EXERCISE BRIEF: Format the lines below as a JSON list of strings, one string per line and no blank lines, starting at the line containing "Sample: x=454, y=59." and ending at the line containing "x=96, y=157". Include both of those lines.
* START DATA EXCERPTS *
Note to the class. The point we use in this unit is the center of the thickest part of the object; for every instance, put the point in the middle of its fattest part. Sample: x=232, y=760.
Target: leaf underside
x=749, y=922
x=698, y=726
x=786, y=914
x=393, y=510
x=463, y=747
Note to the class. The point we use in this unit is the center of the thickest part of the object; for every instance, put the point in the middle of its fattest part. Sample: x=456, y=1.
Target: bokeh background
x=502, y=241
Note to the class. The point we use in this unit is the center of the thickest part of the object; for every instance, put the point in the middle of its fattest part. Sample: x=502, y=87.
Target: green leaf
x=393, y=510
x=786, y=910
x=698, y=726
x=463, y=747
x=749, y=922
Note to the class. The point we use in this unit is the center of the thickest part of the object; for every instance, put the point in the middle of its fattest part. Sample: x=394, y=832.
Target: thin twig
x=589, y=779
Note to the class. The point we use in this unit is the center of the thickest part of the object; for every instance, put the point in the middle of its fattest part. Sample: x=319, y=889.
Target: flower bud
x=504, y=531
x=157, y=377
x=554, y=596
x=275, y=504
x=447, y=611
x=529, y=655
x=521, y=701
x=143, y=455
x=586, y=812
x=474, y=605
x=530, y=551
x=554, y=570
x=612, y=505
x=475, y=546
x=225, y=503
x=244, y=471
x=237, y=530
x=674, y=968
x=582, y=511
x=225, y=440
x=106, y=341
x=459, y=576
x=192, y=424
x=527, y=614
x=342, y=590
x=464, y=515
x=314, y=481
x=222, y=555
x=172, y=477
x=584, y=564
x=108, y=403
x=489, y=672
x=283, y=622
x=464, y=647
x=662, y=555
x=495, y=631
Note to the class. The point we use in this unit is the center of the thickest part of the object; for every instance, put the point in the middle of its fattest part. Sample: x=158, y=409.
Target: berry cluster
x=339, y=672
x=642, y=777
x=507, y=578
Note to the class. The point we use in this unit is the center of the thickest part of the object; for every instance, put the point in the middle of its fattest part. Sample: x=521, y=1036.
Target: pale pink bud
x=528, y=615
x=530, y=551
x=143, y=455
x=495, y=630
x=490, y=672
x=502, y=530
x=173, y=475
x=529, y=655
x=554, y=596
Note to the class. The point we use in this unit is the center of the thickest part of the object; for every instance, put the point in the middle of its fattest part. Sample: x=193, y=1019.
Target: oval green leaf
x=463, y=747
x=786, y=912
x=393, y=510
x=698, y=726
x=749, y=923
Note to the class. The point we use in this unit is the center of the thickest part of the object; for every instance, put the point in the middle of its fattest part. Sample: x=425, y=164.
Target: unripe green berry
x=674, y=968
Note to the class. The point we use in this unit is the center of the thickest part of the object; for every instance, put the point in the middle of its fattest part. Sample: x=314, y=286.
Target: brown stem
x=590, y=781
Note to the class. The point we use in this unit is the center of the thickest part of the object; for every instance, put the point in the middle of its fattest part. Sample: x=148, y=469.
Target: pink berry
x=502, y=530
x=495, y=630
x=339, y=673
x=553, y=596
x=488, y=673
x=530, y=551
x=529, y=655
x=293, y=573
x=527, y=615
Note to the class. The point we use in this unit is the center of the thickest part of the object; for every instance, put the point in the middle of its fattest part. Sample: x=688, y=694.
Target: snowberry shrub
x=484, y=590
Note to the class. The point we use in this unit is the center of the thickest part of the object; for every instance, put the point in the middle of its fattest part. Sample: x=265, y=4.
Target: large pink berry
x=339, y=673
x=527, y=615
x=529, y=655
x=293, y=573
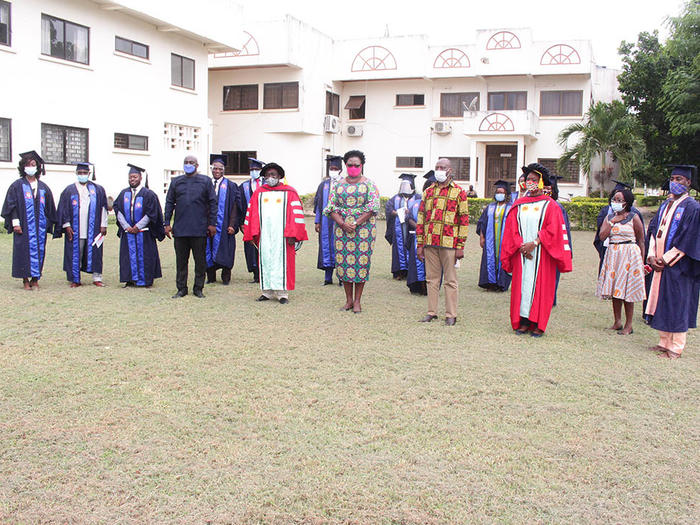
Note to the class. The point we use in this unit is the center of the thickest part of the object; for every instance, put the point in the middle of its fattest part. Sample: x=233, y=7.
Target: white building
x=293, y=95
x=108, y=82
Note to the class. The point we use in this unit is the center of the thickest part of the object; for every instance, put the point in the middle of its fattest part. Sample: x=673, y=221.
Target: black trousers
x=183, y=246
x=225, y=273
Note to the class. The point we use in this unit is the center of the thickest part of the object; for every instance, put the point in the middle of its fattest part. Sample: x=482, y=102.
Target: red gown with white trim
x=275, y=215
x=553, y=253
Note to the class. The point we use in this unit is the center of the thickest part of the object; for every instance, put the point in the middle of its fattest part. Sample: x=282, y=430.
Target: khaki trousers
x=440, y=262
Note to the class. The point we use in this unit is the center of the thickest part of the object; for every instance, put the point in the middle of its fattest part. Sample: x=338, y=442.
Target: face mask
x=354, y=171
x=617, y=207
x=677, y=188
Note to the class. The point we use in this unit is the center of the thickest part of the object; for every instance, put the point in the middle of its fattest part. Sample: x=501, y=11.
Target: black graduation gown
x=326, y=237
x=677, y=306
x=491, y=274
x=68, y=211
x=221, y=249
x=396, y=233
x=37, y=218
x=251, y=252
x=139, y=261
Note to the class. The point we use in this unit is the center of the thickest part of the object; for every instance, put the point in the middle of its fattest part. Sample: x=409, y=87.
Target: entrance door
x=501, y=164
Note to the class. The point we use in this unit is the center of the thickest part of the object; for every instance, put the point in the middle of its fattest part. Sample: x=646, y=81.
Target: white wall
x=114, y=93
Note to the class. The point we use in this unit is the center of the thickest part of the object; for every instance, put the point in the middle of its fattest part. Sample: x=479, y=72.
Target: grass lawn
x=126, y=406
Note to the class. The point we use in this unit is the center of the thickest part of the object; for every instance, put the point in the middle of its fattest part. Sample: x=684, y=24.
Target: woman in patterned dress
x=353, y=205
x=622, y=274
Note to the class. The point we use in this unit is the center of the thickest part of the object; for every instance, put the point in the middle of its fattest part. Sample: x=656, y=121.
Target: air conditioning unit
x=331, y=124
x=354, y=131
x=442, y=128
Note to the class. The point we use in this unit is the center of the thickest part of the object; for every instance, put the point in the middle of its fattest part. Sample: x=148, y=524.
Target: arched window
x=503, y=40
x=373, y=58
x=496, y=122
x=560, y=54
x=451, y=58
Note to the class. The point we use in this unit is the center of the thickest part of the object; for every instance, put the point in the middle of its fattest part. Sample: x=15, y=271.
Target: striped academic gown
x=326, y=237
x=553, y=253
x=274, y=216
x=37, y=218
x=491, y=272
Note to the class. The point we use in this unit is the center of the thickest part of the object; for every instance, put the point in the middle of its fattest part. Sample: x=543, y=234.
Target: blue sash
x=327, y=235
x=213, y=244
x=75, y=266
x=493, y=261
x=34, y=255
x=135, y=241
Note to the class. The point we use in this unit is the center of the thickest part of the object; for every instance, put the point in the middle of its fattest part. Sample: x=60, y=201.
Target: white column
x=520, y=159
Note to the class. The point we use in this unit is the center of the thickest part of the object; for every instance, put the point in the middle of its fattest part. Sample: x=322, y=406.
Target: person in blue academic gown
x=82, y=216
x=674, y=255
x=221, y=248
x=396, y=226
x=490, y=230
x=30, y=214
x=140, y=225
x=415, y=279
x=602, y=246
x=246, y=191
x=553, y=191
x=324, y=225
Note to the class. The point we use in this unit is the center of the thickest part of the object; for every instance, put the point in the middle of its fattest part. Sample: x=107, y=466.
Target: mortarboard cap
x=689, y=171
x=215, y=157
x=334, y=161
x=255, y=164
x=619, y=185
x=28, y=155
x=135, y=169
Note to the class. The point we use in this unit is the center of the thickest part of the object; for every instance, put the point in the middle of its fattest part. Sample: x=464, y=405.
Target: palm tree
x=607, y=129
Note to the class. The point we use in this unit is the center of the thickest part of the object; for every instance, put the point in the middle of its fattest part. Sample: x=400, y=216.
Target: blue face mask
x=677, y=188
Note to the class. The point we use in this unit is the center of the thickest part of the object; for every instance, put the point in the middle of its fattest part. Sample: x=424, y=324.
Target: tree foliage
x=607, y=128
x=660, y=83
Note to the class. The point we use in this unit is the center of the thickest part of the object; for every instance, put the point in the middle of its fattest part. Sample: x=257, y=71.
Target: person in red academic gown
x=275, y=223
x=535, y=244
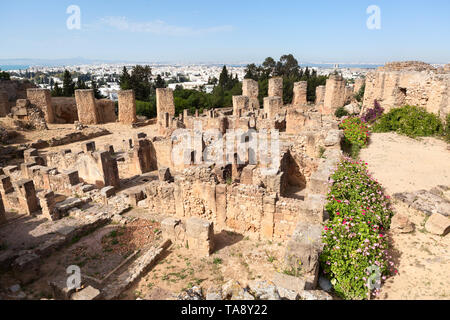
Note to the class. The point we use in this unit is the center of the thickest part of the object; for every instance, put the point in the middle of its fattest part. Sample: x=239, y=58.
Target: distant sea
x=13, y=67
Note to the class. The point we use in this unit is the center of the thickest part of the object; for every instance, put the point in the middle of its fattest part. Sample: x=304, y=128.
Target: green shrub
x=147, y=109
x=356, y=132
x=354, y=238
x=411, y=121
x=341, y=112
x=356, y=135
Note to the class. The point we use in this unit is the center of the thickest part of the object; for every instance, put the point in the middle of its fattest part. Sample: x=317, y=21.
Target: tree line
x=227, y=86
x=69, y=86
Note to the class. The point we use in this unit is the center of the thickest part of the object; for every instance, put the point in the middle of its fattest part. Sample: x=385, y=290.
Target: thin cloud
x=159, y=27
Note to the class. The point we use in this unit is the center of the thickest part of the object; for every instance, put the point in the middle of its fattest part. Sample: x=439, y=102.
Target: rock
x=88, y=293
x=333, y=138
x=325, y=284
x=315, y=295
x=15, y=288
x=285, y=281
x=214, y=293
x=353, y=108
x=263, y=290
x=194, y=293
x=286, y=294
x=303, y=250
x=438, y=224
x=401, y=224
x=231, y=288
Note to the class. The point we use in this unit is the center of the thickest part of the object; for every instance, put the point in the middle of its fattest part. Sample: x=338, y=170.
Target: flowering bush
x=354, y=238
x=411, y=121
x=373, y=114
x=356, y=132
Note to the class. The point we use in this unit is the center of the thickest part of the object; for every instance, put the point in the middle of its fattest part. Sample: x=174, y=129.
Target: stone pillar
x=164, y=103
x=276, y=87
x=295, y=121
x=358, y=85
x=320, y=94
x=300, y=93
x=334, y=94
x=250, y=89
x=107, y=111
x=41, y=98
x=267, y=220
x=4, y=103
x=86, y=106
x=143, y=157
x=240, y=103
x=47, y=202
x=2, y=211
x=26, y=194
x=127, y=107
x=200, y=235
x=5, y=185
x=272, y=106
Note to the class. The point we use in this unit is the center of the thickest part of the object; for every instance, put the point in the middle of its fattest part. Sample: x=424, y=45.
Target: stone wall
x=250, y=89
x=127, y=107
x=4, y=103
x=399, y=84
x=106, y=110
x=300, y=93
x=87, y=106
x=334, y=94
x=275, y=87
x=41, y=98
x=164, y=103
x=65, y=109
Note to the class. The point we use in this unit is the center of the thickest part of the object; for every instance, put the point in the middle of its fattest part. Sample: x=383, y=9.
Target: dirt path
x=422, y=259
x=403, y=164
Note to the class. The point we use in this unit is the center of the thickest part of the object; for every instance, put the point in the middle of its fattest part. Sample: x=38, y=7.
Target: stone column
x=86, y=106
x=26, y=194
x=334, y=94
x=2, y=211
x=164, y=103
x=4, y=103
x=272, y=106
x=300, y=93
x=42, y=99
x=127, y=107
x=240, y=103
x=320, y=94
x=251, y=90
x=276, y=87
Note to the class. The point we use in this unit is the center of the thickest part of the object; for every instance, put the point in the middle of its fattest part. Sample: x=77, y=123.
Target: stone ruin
x=411, y=82
x=72, y=191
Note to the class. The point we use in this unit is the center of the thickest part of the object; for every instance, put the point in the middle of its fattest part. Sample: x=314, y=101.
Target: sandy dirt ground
x=235, y=257
x=402, y=164
x=422, y=259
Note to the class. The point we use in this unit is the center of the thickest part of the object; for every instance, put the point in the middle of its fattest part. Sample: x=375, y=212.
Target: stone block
x=88, y=293
x=87, y=107
x=127, y=107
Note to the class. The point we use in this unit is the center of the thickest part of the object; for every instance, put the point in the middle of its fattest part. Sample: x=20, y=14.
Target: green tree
x=57, y=91
x=159, y=82
x=97, y=94
x=124, y=79
x=68, y=84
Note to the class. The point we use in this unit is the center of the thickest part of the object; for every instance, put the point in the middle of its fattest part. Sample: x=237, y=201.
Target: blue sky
x=227, y=31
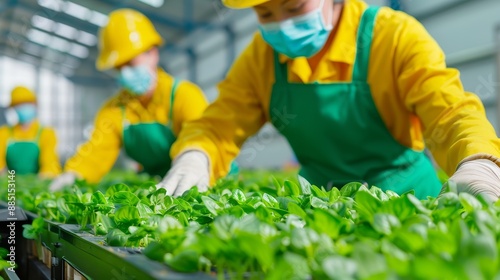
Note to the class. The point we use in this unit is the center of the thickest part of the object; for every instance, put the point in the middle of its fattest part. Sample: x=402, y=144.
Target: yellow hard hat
x=21, y=95
x=242, y=4
x=127, y=34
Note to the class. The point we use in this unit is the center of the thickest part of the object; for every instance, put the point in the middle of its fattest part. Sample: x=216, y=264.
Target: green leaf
x=117, y=188
x=116, y=238
x=291, y=189
x=418, y=204
x=334, y=195
x=98, y=198
x=270, y=201
x=351, y=189
x=304, y=185
x=144, y=210
x=367, y=203
x=319, y=193
x=318, y=203
x=469, y=202
x=239, y=196
x=185, y=261
x=325, y=222
x=155, y=251
x=211, y=205
x=127, y=216
x=339, y=268
x=296, y=210
x=290, y=266
x=385, y=223
x=370, y=264
x=124, y=198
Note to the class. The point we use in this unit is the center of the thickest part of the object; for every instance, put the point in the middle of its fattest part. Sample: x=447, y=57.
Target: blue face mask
x=25, y=113
x=302, y=35
x=136, y=79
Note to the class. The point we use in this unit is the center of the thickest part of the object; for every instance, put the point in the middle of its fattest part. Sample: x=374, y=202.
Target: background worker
x=146, y=115
x=357, y=91
x=28, y=147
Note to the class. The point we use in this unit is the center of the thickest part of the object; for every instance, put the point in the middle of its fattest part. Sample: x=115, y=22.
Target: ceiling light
x=86, y=38
x=42, y=23
x=98, y=19
x=71, y=62
x=38, y=36
x=59, y=44
x=154, y=3
x=51, y=4
x=76, y=10
x=78, y=51
x=32, y=49
x=65, y=30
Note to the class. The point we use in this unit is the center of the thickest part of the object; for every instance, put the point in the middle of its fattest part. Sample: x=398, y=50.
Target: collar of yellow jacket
x=126, y=98
x=343, y=46
x=31, y=131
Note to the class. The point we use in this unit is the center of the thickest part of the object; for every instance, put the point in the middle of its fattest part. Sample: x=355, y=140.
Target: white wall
x=466, y=32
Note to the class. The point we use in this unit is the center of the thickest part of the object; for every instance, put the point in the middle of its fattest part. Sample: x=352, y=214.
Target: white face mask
x=302, y=35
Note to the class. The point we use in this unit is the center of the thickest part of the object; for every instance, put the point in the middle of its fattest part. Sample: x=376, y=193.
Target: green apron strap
x=363, y=44
x=37, y=138
x=172, y=96
x=280, y=69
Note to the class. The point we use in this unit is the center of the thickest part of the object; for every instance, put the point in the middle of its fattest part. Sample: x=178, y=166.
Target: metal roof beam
x=185, y=25
x=60, y=17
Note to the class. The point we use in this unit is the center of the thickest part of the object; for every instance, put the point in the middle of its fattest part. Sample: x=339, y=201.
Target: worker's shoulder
x=256, y=57
x=4, y=129
x=390, y=21
x=47, y=131
x=116, y=102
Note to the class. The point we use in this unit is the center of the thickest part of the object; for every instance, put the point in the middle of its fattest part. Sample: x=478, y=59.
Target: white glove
x=65, y=179
x=479, y=177
x=188, y=169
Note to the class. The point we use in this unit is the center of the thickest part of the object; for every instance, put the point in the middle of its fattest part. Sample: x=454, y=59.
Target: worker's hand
x=188, y=169
x=65, y=179
x=479, y=177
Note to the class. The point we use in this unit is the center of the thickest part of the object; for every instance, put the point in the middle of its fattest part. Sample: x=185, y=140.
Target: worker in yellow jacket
x=28, y=147
x=146, y=115
x=358, y=92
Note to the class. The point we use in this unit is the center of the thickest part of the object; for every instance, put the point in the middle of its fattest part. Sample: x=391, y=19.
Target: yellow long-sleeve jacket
x=48, y=159
x=420, y=100
x=96, y=157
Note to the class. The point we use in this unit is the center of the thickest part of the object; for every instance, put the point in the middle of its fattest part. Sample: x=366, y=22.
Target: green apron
x=149, y=143
x=338, y=135
x=23, y=156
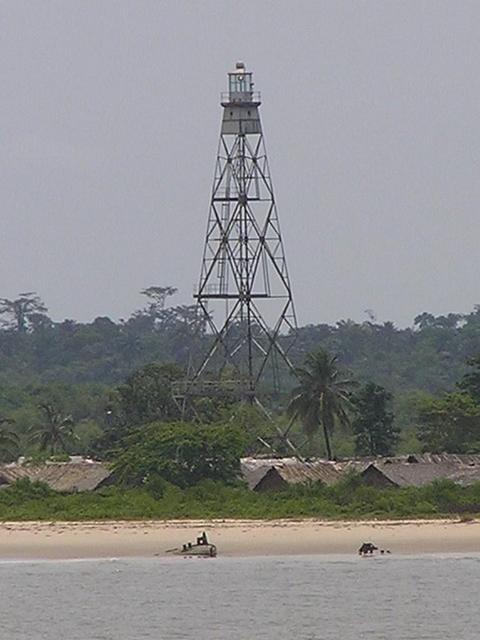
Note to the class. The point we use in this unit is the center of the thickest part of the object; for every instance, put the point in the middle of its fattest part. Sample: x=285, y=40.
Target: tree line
x=360, y=388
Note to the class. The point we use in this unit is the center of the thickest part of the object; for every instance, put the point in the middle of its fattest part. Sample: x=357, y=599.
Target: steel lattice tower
x=244, y=279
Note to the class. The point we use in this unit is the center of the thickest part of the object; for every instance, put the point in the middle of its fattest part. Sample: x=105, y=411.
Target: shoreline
x=234, y=538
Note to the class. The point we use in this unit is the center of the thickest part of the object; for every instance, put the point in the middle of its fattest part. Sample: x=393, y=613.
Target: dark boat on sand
x=202, y=548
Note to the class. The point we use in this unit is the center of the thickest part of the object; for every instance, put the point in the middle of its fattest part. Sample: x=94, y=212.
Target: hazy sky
x=110, y=117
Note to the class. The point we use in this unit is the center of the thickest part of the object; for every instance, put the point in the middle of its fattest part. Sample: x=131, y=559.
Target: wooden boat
x=369, y=550
x=202, y=548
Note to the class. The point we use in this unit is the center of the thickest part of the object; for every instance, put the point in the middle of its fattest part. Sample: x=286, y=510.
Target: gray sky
x=110, y=118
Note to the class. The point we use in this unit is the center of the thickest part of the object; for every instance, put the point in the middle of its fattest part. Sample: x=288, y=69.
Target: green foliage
x=373, y=425
x=470, y=382
x=322, y=396
x=180, y=453
x=450, y=423
x=348, y=499
x=147, y=394
x=56, y=430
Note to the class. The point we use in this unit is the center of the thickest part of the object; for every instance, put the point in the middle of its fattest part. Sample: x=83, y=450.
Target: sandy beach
x=43, y=540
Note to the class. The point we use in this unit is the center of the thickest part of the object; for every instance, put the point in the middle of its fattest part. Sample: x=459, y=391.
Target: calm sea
x=270, y=598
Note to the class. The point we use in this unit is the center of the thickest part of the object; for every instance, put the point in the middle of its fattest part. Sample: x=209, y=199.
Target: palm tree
x=8, y=439
x=56, y=430
x=322, y=396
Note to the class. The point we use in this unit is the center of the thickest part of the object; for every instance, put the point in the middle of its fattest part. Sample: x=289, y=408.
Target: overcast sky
x=110, y=117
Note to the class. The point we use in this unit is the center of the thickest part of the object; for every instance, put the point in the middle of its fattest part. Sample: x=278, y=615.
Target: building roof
x=417, y=474
x=292, y=470
x=86, y=475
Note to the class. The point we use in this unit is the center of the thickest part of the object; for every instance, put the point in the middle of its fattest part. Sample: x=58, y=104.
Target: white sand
x=233, y=537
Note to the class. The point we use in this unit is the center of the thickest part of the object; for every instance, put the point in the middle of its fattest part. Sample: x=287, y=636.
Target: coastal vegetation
x=348, y=499
x=107, y=390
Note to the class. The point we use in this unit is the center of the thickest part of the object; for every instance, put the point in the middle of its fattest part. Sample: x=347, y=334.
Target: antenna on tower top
x=244, y=292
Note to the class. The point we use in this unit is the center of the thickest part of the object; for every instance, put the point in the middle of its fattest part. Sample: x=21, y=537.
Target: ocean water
x=268, y=598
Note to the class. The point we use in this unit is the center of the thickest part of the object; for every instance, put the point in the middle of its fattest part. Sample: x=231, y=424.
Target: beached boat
x=202, y=548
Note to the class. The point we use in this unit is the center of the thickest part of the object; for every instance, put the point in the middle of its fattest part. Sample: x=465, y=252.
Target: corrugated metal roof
x=60, y=476
x=416, y=474
x=292, y=470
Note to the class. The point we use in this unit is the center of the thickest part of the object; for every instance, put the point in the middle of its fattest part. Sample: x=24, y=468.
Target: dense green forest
x=82, y=387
* END DATA EXCERPTS *
COMPLETE ANSWER:
[
  "Note to the class. The point we use in this unit is the center of the thickest part of the object; for every instance, put the point in the middle of its fattest part. Sample: x=454, y=59.",
  "Target: worker's hand",
  "x=188, y=169",
  "x=65, y=179",
  "x=479, y=177",
  "Note to the class. The point we use in this unit is the center of the thickest part of the object; for every instance, put the point in the middle of its fattest part. Sample: x=185, y=140.",
  "Target: worker in yellow jacket",
  "x=28, y=147",
  "x=146, y=115",
  "x=358, y=92",
  "Note to the class. The point we use in this unit is the center of the thickest part of the object; for every instance, put the point in the middle of its fattest part. Sample: x=391, y=19.",
  "Target: yellow long-sleeve jacket",
  "x=48, y=159",
  "x=420, y=100",
  "x=96, y=157"
]